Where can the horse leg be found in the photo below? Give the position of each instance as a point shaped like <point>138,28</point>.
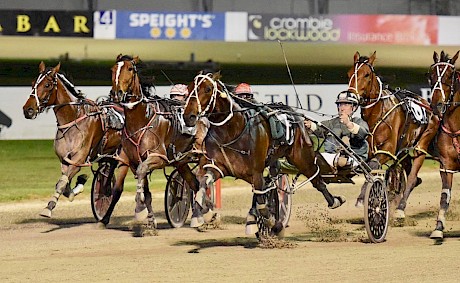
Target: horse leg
<point>373,164</point>
<point>146,167</point>
<point>117,191</point>
<point>332,201</point>
<point>260,208</point>
<point>412,182</point>
<point>202,209</point>
<point>68,171</point>
<point>444,205</point>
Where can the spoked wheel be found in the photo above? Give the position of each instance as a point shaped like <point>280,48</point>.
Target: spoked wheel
<point>284,199</point>
<point>102,188</point>
<point>376,210</point>
<point>178,198</point>
<point>396,179</point>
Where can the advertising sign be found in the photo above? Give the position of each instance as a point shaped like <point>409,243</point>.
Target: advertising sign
<point>170,26</point>
<point>355,29</point>
<point>47,23</point>
<point>105,24</point>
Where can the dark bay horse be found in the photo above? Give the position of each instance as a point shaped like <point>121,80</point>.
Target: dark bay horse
<point>152,137</point>
<point>82,132</point>
<point>445,101</point>
<point>390,116</point>
<point>240,143</point>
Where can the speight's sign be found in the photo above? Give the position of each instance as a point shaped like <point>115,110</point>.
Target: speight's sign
<point>46,23</point>
<point>292,28</point>
<point>175,26</point>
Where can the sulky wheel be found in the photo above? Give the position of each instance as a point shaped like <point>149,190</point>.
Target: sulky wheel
<point>102,189</point>
<point>284,199</point>
<point>396,181</point>
<point>178,198</point>
<point>376,210</point>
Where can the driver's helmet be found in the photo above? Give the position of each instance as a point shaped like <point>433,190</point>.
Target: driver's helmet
<point>178,91</point>
<point>244,90</point>
<point>347,97</point>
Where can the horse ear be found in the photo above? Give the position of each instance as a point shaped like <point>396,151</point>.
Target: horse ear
<point>57,68</point>
<point>435,57</point>
<point>216,76</point>
<point>372,58</point>
<point>454,58</point>
<point>41,67</point>
<point>356,57</point>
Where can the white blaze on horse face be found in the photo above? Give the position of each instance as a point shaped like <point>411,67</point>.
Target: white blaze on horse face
<point>440,74</point>
<point>354,78</point>
<point>117,76</point>
<point>34,91</point>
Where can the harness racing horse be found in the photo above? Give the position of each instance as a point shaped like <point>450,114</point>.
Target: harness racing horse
<point>152,137</point>
<point>240,143</point>
<point>398,123</point>
<point>445,101</point>
<point>83,135</point>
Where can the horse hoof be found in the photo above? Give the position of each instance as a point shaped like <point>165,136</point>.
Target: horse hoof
<point>399,214</point>
<point>436,234</point>
<point>46,213</point>
<point>100,226</point>
<point>338,201</point>
<point>141,215</point>
<point>278,230</point>
<point>251,229</point>
<point>196,222</point>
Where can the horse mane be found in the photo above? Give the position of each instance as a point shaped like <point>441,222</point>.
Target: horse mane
<point>146,82</point>
<point>69,84</point>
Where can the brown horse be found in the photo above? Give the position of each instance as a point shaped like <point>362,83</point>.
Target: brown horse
<point>82,132</point>
<point>393,130</point>
<point>152,137</point>
<point>240,143</point>
<point>445,101</point>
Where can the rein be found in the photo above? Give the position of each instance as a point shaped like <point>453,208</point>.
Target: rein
<point>199,79</point>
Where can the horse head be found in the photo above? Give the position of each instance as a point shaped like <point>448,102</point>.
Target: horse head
<point>126,86</point>
<point>442,78</point>
<point>44,91</point>
<point>203,93</point>
<point>362,78</point>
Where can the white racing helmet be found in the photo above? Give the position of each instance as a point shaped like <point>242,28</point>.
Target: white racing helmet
<point>347,97</point>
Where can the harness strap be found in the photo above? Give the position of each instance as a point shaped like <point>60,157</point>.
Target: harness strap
<point>73,123</point>
<point>142,132</point>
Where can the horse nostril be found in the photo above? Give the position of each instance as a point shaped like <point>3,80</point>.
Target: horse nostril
<point>29,113</point>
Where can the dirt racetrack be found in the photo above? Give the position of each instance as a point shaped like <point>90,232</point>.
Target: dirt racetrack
<point>321,245</point>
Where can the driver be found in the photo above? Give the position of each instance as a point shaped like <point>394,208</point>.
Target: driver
<point>244,91</point>
<point>178,92</point>
<point>352,130</point>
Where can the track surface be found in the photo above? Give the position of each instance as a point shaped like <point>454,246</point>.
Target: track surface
<point>69,247</point>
================
• [Problem to solve] Please copy the material above word for word, from its first line through the line containing "<point>175,26</point>", including both ends. Leave the pictures out of your answer.

• [Expected answer]
Where can the horse leg be found in the photo below? Give the position of each instance as a point shaped like <point>138,28</point>.
Target: horse leg
<point>373,164</point>
<point>146,167</point>
<point>117,191</point>
<point>332,201</point>
<point>260,208</point>
<point>412,182</point>
<point>202,209</point>
<point>68,171</point>
<point>444,205</point>
Where can the spoked wheel be found in the photo above? Give the position of each instance as a point shaped like <point>280,48</point>.
Target: spoked wheel
<point>284,199</point>
<point>102,188</point>
<point>376,210</point>
<point>178,198</point>
<point>396,179</point>
Where can the advertising sign be found in the photo above? Give the position of each instance as a point shaped like <point>409,243</point>.
Target: advertising sign
<point>170,26</point>
<point>355,29</point>
<point>47,23</point>
<point>105,24</point>
Where can the dark bay horse be found in the photo above? Give the position of each instance as a point shaped like <point>121,80</point>.
Target: dark bay horse
<point>152,137</point>
<point>82,132</point>
<point>445,101</point>
<point>390,116</point>
<point>240,143</point>
Where can the speight's sign be found in the photo above? Give the position of each instance as a point shaped like <point>115,110</point>.
Target: speight's sign
<point>46,23</point>
<point>292,28</point>
<point>175,26</point>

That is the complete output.